## Records drawn from a dataset
· · · · ·

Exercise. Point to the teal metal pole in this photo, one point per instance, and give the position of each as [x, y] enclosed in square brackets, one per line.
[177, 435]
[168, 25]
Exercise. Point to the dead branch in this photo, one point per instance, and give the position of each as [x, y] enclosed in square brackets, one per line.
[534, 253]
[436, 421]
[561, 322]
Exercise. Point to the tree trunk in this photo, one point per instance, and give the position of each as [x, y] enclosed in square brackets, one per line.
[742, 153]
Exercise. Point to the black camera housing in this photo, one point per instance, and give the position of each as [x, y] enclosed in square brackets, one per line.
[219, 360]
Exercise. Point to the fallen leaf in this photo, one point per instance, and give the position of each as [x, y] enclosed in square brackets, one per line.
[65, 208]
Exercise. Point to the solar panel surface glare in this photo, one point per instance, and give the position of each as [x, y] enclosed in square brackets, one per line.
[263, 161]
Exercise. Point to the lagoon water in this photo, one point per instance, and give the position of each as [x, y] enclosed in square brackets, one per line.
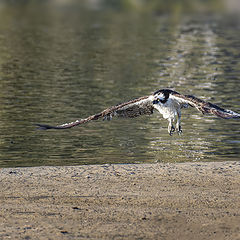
[62, 62]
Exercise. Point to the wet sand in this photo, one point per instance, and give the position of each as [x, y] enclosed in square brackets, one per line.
[133, 201]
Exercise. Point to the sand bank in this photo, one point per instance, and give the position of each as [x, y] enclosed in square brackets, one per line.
[133, 201]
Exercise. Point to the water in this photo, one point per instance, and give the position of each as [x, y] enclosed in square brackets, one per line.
[59, 63]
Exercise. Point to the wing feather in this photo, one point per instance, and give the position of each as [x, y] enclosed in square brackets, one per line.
[131, 109]
[203, 106]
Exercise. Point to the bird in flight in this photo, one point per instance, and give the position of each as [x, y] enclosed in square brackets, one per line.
[167, 102]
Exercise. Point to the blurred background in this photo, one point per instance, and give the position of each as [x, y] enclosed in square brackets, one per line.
[62, 60]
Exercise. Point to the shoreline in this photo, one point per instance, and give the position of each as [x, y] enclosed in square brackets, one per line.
[199, 200]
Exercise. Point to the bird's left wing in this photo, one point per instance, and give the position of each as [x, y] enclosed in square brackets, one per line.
[203, 106]
[130, 109]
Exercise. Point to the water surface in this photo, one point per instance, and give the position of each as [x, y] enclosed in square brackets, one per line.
[60, 63]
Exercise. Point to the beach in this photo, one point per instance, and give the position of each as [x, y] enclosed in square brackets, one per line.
[199, 200]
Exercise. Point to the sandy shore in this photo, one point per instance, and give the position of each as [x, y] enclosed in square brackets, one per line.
[145, 201]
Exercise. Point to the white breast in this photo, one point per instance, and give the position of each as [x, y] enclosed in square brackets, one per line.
[168, 109]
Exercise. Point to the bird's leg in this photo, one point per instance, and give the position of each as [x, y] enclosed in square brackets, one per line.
[171, 128]
[178, 124]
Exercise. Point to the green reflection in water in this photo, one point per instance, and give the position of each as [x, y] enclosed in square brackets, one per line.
[62, 62]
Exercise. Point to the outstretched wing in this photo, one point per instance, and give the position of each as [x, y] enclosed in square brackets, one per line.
[203, 106]
[131, 109]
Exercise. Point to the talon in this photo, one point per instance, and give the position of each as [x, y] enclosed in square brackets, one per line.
[172, 130]
[179, 130]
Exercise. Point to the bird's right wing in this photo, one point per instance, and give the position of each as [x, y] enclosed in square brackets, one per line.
[130, 109]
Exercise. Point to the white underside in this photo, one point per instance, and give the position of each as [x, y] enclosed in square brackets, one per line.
[169, 110]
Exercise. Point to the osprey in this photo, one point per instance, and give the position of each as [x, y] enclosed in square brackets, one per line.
[167, 102]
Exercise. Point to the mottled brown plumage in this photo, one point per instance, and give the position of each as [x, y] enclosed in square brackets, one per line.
[169, 103]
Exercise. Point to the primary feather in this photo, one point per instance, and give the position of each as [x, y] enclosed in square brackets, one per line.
[169, 103]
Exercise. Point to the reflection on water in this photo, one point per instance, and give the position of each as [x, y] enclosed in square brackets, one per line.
[58, 64]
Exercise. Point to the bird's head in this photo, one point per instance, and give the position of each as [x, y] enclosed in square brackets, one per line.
[161, 96]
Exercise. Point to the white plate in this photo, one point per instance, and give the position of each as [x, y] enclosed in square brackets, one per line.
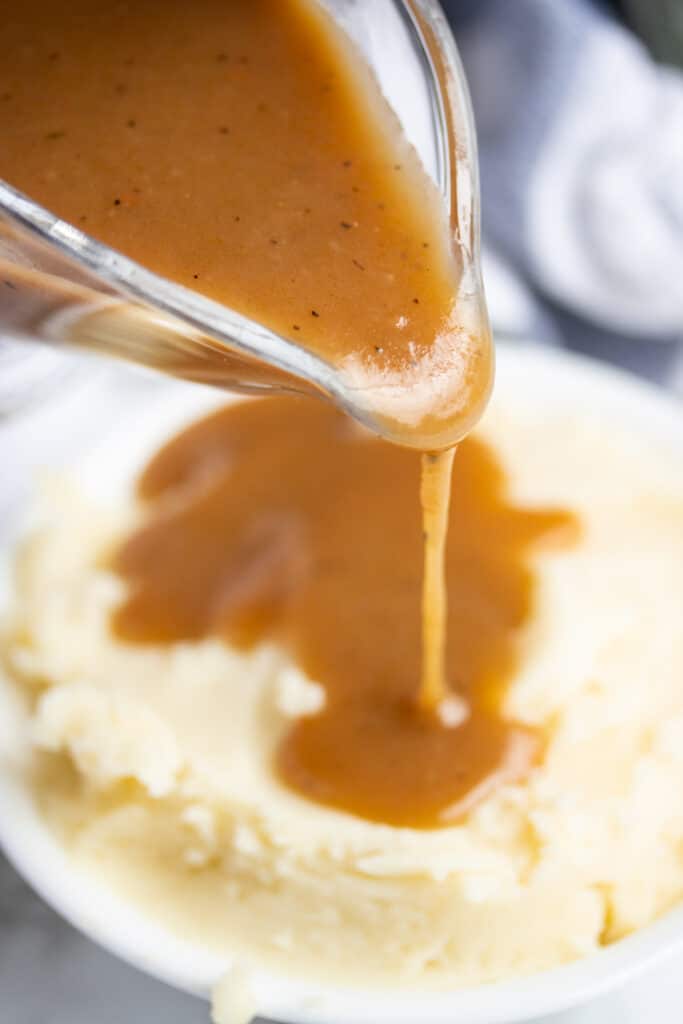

· · · · ·

## EXERCISE DETAILS
With the pictures left out, copy exactly the lines from the one containing "Exercise. Point to the bird's head" through the last line of the data.

## OUTPUT OF THE EXERCISE
Exercise. Point to the bird's head in this photo, one point per instance, and give the position of each as [x, y] enclosed in square brackets, one per line.
[161, 96]
Exercise. Point to the white plate in this photo, one point per instance, and give the position of each as [x, y] enclosed in square brackets, one per line.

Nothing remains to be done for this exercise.